== SOURCE EXTRACT ==
━━━━━━

3.7.4 It should be noted that an Exceptional Hardship Policy is intended to help in cases of extreme financial hardship and not support a lifestyle or lifestyle choice. Whilst the definition ‘Exceptional Hardship’ is not exactly defined by this policy, it is accepted that changes to the level of support generally will cause financial hardship and any payment made will be at the total discretion of the Council. Exceptional Hardship should be considered as ‘hardship beyond that which would normally be suffered’

The Revenues and Benefits Service will determine whether or not to make an EHF award, and how much any award might be.

When making this decision the Revenues and Benefits Service will consider the following before making an award:

  • The shortfall between Council Tax Reduction and Council Tax liability.
  • The steps taken by the Council Taxpayer to reduce their Council Tax liability.
  • Changing payment methods, reprofiling Council Tax instalments or setting alternative payment arrangements in order to make them affordable.
  • Ensure that all appropriate discounts, exemptions and reductions are granted.
  • Steps taken by the Council Taxpayer to establish whether they are entitled to other welfare benefits.
  • Steps taken by the Council Taxpayer in considering and identifying where possible the most economical tariffs for supply of utilities.
  • If a Discretionary Housing Payment has already been awarded to meet a shortfall in rent.
  • The personal circumstances, age and medical circumstances (including ill health and disabilities) of the Council Taxpayer, their partner and any dependants and any other occupants of the Council Taxpayer’s home.
  • The difficulty experienced by the Council Taxpayer, which prohibits them from being able to meet their Council Tax liability, and the likely length of time this difficulty will exist.
  • Whether the applicant has been adversely affected by changes made to the Council Tax Reduction Scheme.
  • The income and expenditure of the Council Taxpayer, their partner and any dependants or other occupants of the Council Taxpayer’s home.
  • How deemed reasonable expenditure exceeds income.
  • All income may be taken into account, including those which are disregarded when awarding Council Tax Reduction
  • In the case of a self-employed applicant (or their partner), whether they are in gainful employment. This can be defined as that they are carrying on their activity as their main employment, the earnings from it are genuinely self-employed earnings, and it is organised, developed, regular and carried on in expectation of profit.
  • In the case of self-employed applicants cases where the minimum income floor applies each case will be looked at individually. Factors which we will consider will include:
    • The reason the application for EHF being made, and why the customer is unable to work 35 hours per week
    • Whether the customer is vulnerable
    • Whether the customer has caring responsibilities, disabilities or other factors to consider.
  • Any savings or capital that might be held by the Council Taxpayer or their partner.
  • Other debts outstanding for the Council Taxpayer and their partner.
  • Whether the Council Taxpayer has already accessed or is engaging for assistance with budgeting and financial/debt management advice. An EHF award may not be made until the Council Taxpayer has accepted assistance either from EDDC or third party, such as the Citizens Advice or similar organisations, to enable them to manage their finances more effectively, including the termination of non essential expenditure.
  • The exceptional nature of the Council Taxpayer and/or their family’s circumstances that impact on finances.
  • The length of time they have lived in the property.

The list is not exhaustive and other relevant factors and special circumstances will be considered.

3.7.5 An application for a further EHF award can be made and there will be a review of the application and what actions have been taken since the last award.

3.7.6 An EHF award may be less than the difference between the Council Tax liability and the amount of Council Tax Reduction paid.

━━━━━━

== PROVIDED RECORDS ==
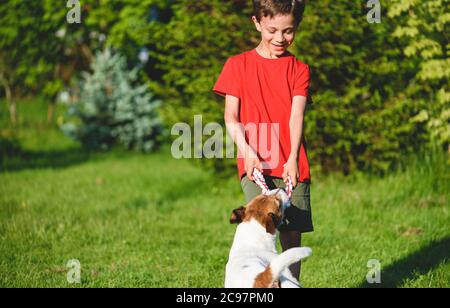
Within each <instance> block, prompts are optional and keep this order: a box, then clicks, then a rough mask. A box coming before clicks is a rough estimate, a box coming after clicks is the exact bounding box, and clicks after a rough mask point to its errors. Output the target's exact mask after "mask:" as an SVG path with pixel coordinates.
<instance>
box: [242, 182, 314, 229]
mask: <svg viewBox="0 0 450 308" xmlns="http://www.w3.org/2000/svg"><path fill="white" fill-rule="evenodd" d="M264 179H265V180H266V184H267V186H268V187H269V189H276V188H285V187H286V184H285V183H284V182H283V179H280V178H277V177H272V176H267V175H264ZM241 187H242V190H243V191H244V195H245V199H246V202H247V203H249V202H250V201H251V200H253V199H254V198H255V197H256V196H258V195H260V194H261V188H260V187H259V186H258V185H256V183H255V182H253V181H250V179H249V178H248V177H247V176H244V177H243V178H242V179H241ZM309 190H310V182H300V183H298V184H297V186H296V187H295V189H294V191H293V192H292V198H291V201H292V205H293V206H290V207H289V208H287V209H286V211H285V213H284V220H283V224H282V225H281V226H280V227H279V230H280V231H283V230H288V231H298V232H301V233H307V232H313V231H314V227H313V223H312V215H311V203H310V197H309Z"/></svg>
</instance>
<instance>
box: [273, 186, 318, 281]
mask: <svg viewBox="0 0 450 308" xmlns="http://www.w3.org/2000/svg"><path fill="white" fill-rule="evenodd" d="M274 182H275V183H276V185H277V186H278V187H282V188H285V187H286V185H285V183H284V182H283V180H282V179H276V180H274ZM291 201H292V205H291V206H290V207H289V208H288V209H287V210H286V211H285V213H284V214H285V215H284V216H285V220H284V222H283V225H282V226H281V227H280V243H281V247H282V249H283V251H286V250H288V249H290V248H296V247H300V246H301V242H302V233H307V232H312V231H313V230H314V227H313V224H312V215H311V206H310V183H309V182H300V183H298V184H297V186H296V187H295V189H294V191H293V192H292V198H291ZM289 269H290V270H291V273H292V275H293V276H294V277H295V278H297V279H298V280H300V272H301V262H298V263H295V264H293V265H291V266H290V267H289Z"/></svg>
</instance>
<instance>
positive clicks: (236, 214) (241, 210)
mask: <svg viewBox="0 0 450 308" xmlns="http://www.w3.org/2000/svg"><path fill="white" fill-rule="evenodd" d="M244 216H245V207H243V206H241V207H240V208H237V209H235V210H233V212H232V213H231V218H230V224H240V223H241V222H242V221H243V220H244Z"/></svg>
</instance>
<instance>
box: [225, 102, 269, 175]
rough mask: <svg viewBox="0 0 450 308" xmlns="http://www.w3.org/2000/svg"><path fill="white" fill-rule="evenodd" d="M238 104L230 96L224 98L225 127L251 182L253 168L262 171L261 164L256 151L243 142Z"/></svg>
mask: <svg viewBox="0 0 450 308" xmlns="http://www.w3.org/2000/svg"><path fill="white" fill-rule="evenodd" d="M239 104H240V102H239V98H237V97H235V96H232V95H226V96H225V113H224V119H225V125H226V127H227V130H228V133H229V134H230V136H231V138H232V139H233V141H234V143H236V145H237V147H238V149H239V151H240V152H241V153H242V154H243V155H244V160H245V170H246V172H247V176H248V178H249V179H250V180H251V181H253V176H252V173H253V168H258V169H260V170H262V164H261V162H260V161H259V159H258V155H257V153H256V151H255V150H254V149H253V148H252V147H251V146H250V145H249V144H248V143H247V141H246V140H245V129H244V126H243V125H242V123H240V120H239Z"/></svg>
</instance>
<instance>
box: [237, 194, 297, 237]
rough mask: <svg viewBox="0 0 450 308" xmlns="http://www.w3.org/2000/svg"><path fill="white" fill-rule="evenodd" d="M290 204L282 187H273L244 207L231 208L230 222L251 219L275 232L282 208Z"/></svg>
mask: <svg viewBox="0 0 450 308" xmlns="http://www.w3.org/2000/svg"><path fill="white" fill-rule="evenodd" d="M289 206H290V201H289V197H288V196H287V194H286V192H285V191H284V190H283V189H274V190H272V191H270V192H269V193H268V194H267V195H259V196H257V197H256V198H255V199H253V200H252V201H251V202H250V203H249V204H247V205H246V206H245V207H244V206H242V207H240V208H237V209H235V210H233V212H232V214H231V218H230V223H231V224H240V223H241V222H244V221H250V220H251V219H254V220H256V221H257V222H259V223H260V224H261V225H262V226H263V227H265V228H266V231H267V232H268V233H271V234H275V232H276V229H277V227H278V225H279V224H280V223H281V221H282V220H283V215H284V210H285V209H286V208H287V207H289Z"/></svg>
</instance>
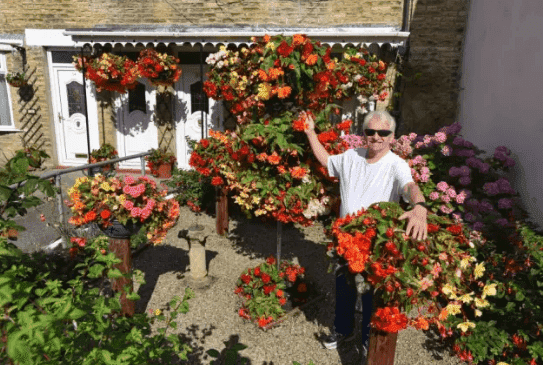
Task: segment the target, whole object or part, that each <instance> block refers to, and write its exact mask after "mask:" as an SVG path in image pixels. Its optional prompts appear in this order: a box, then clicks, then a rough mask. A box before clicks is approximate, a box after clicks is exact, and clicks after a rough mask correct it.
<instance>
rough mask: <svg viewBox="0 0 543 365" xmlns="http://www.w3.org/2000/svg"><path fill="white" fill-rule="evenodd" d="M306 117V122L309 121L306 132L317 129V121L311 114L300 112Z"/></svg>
mask: <svg viewBox="0 0 543 365" xmlns="http://www.w3.org/2000/svg"><path fill="white" fill-rule="evenodd" d="M300 114H302V115H303V116H304V117H305V122H306V123H307V128H306V129H305V133H308V132H311V131H315V121H314V120H313V117H311V114H309V113H306V112H302V113H300Z"/></svg>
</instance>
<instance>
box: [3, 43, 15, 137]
mask: <svg viewBox="0 0 543 365" xmlns="http://www.w3.org/2000/svg"><path fill="white" fill-rule="evenodd" d="M7 73H8V67H7V61H6V55H5V54H4V53H0V74H2V75H3V76H4V77H5V76H6V74H7ZM5 83H6V91H7V97H8V107H9V116H10V118H11V125H9V126H0V131H2V132H17V131H19V129H17V128H15V118H14V116H13V103H12V100H11V90H10V89H11V87H10V86H9V84H8V81H7V80H5Z"/></svg>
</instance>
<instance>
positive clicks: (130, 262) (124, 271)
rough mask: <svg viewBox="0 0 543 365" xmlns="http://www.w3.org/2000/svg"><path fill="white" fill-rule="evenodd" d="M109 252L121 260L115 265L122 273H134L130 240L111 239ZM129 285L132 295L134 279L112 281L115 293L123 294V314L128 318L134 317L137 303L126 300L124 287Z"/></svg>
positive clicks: (113, 289)
mask: <svg viewBox="0 0 543 365" xmlns="http://www.w3.org/2000/svg"><path fill="white" fill-rule="evenodd" d="M109 250H110V251H111V252H113V253H114V254H115V256H116V257H117V258H119V259H120V260H121V262H120V263H118V264H115V265H113V267H114V268H116V269H119V270H120V271H121V273H123V274H127V273H131V272H132V254H131V252H130V238H112V237H110V238H109ZM126 285H129V289H128V291H129V293H132V291H133V290H134V286H133V283H132V278H125V277H121V278H117V279H111V287H112V289H113V290H114V291H117V292H119V291H120V292H121V298H120V302H121V314H122V315H125V316H127V317H132V316H133V315H134V312H135V309H136V303H134V302H133V301H132V300H129V299H127V298H126V292H125V290H124V287H125V286H126Z"/></svg>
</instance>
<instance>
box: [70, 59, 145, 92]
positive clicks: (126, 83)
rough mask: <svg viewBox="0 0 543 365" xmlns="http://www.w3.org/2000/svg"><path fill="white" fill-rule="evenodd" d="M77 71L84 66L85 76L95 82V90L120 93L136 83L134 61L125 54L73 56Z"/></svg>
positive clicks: (137, 74) (74, 63) (94, 82)
mask: <svg viewBox="0 0 543 365" xmlns="http://www.w3.org/2000/svg"><path fill="white" fill-rule="evenodd" d="M74 66H75V68H76V69H77V70H78V71H82V70H83V66H85V68H86V72H85V77H86V78H87V79H88V80H91V81H92V82H94V83H95V84H96V91H98V92H101V91H102V90H109V91H117V92H119V93H121V94H124V93H126V91H127V90H130V89H133V88H135V87H136V85H137V81H138V77H139V71H138V67H137V65H136V63H135V62H134V61H132V60H131V59H129V58H127V57H126V56H118V55H114V54H111V53H103V54H102V55H101V56H99V57H98V58H92V57H89V58H87V57H83V56H74Z"/></svg>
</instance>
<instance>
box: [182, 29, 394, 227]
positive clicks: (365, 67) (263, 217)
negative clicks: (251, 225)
mask: <svg viewBox="0 0 543 365" xmlns="http://www.w3.org/2000/svg"><path fill="white" fill-rule="evenodd" d="M253 41H254V44H253V45H252V46H251V48H241V49H240V50H239V51H231V50H226V48H224V47H222V48H221V50H220V51H219V52H218V53H215V54H212V55H210V56H209V57H208V58H207V60H206V62H207V63H208V64H210V65H211V70H210V72H209V73H208V74H207V76H208V81H206V82H205V83H204V91H205V92H206V94H207V96H208V97H211V98H214V99H217V100H225V101H226V102H228V105H229V108H230V112H231V113H232V114H233V115H235V116H236V118H237V130H236V132H235V133H234V132H229V133H219V132H213V133H211V134H210V138H208V139H205V140H201V141H200V142H199V143H198V144H197V145H196V146H195V149H194V151H193V154H192V156H191V160H190V164H191V166H193V167H194V168H195V169H196V170H197V171H199V172H200V173H201V174H202V175H205V176H210V177H211V178H212V183H213V184H215V185H222V186H225V187H226V188H227V190H229V191H230V192H231V193H232V194H233V198H234V201H235V202H236V203H237V204H239V205H240V206H241V207H242V209H243V210H245V211H246V212H247V213H248V214H250V213H252V214H254V215H255V216H258V217H263V218H271V219H274V220H279V221H281V222H284V223H288V222H297V223H300V224H302V225H310V224H312V222H313V221H314V220H315V218H316V217H317V216H319V215H322V214H324V213H326V212H328V211H330V209H331V208H332V207H334V206H337V198H335V196H334V195H333V194H331V191H332V190H333V184H334V182H335V181H336V180H335V179H332V178H329V177H328V173H327V171H326V168H325V167H323V166H322V165H321V164H320V163H319V162H318V161H317V160H316V159H315V157H314V156H313V154H312V153H311V149H310V146H309V143H308V140H307V136H305V134H304V133H303V131H304V130H305V128H306V122H305V119H306V116H307V115H308V114H311V115H312V116H313V118H314V119H315V124H316V132H317V134H318V137H319V140H320V141H321V142H322V143H323V144H324V146H325V148H326V150H327V151H328V153H330V154H339V153H342V152H344V151H345V150H346V148H347V147H348V144H347V142H345V141H343V140H341V139H340V138H339V137H340V136H341V134H349V130H350V127H351V123H352V122H351V121H350V120H346V121H343V122H342V123H339V124H334V123H332V122H331V121H330V116H331V115H332V114H334V113H335V114H339V113H340V110H339V108H338V107H337V106H336V105H334V104H333V102H335V101H339V100H343V99H345V98H348V97H350V96H352V95H355V94H357V93H362V94H363V95H364V96H366V97H370V96H376V97H377V98H378V99H384V98H385V97H386V92H385V91H384V90H385V89H386V87H387V86H388V85H387V83H386V82H385V73H386V69H387V67H386V64H385V63H384V62H382V61H380V60H378V59H377V58H376V57H375V56H370V55H369V54H368V52H367V51H365V50H363V49H348V50H346V51H345V53H344V56H343V59H342V60H341V61H338V60H337V59H333V58H332V57H331V48H330V47H326V46H322V45H321V44H320V43H319V42H313V41H311V40H310V39H309V38H308V37H306V36H305V35H301V34H297V35H294V36H289V37H284V36H282V35H278V36H274V37H270V36H265V37H263V38H253Z"/></svg>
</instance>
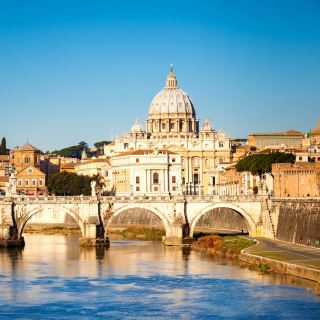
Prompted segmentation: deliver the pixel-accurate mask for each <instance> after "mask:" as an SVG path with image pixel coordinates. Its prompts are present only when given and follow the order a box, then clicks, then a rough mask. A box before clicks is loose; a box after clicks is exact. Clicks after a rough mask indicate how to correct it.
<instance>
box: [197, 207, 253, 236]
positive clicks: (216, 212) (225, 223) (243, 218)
mask: <svg viewBox="0 0 320 320" xmlns="http://www.w3.org/2000/svg"><path fill="white" fill-rule="evenodd" d="M196 228H212V229H226V230H238V231H242V230H243V232H248V227H247V224H246V222H245V220H244V218H243V217H242V216H241V214H239V213H238V212H237V211H235V210H232V209H229V208H217V209H213V210H210V211H208V212H207V213H205V214H204V215H203V216H202V217H201V218H200V219H199V220H198V222H197V224H196Z"/></svg>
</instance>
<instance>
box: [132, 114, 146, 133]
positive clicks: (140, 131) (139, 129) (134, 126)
mask: <svg viewBox="0 0 320 320" xmlns="http://www.w3.org/2000/svg"><path fill="white" fill-rule="evenodd" d="M131 132H132V133H136V132H139V133H144V132H145V131H144V128H143V126H142V125H141V124H140V122H139V118H138V117H137V119H136V123H135V124H134V125H133V126H132V128H131Z"/></svg>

━━━━━━

== TASKS TO COMPLETE ==
a. In the Exceptional Hardship policy text, list the factors the Council will consider for self-employed applicants where the minimum income floor applies.
b. According to the Exceptional Hardship policy text, which service decides whether to make an EHF award and how much any award might be?
c. Write out the stretch of the Exceptional Hardship policy text from "3.7.4 It should" through "and Council Tax liability.".

== TASK ANSWERS ==
a.
- The reason the application for EHF is being made, and why the customer is unable to work 35 hours per week
- Whether the customer is vulnerable
- Whether the customer has caring responsibilities, disabilities or other factors to consider

b. The Revenues and Benefits Service.

c.
3.7.4 It should be noted that an Exceptional Hardship Policy is intended to help in cases of extreme financial hardship and not support a lifestyle or lifestyle choice. Whilst the definition ‘Exceptional Hardship’ is not exactly defined by this policy, it is accepted that changes to the level of support generally will cause financial hardship and any payment made will be at the total discretion of the Council. Exceptional Hardship should be considered as ‘hardship beyond that which would normally be suffered’

The Revenues and Benefits Service will determine whether or not to make an EHF award, and how much any award might be.

When making this decision the Revenues and Benefits Service will consider the following before making an award:

  • The shortfall between Council Tax Reduction and Council Tax liability.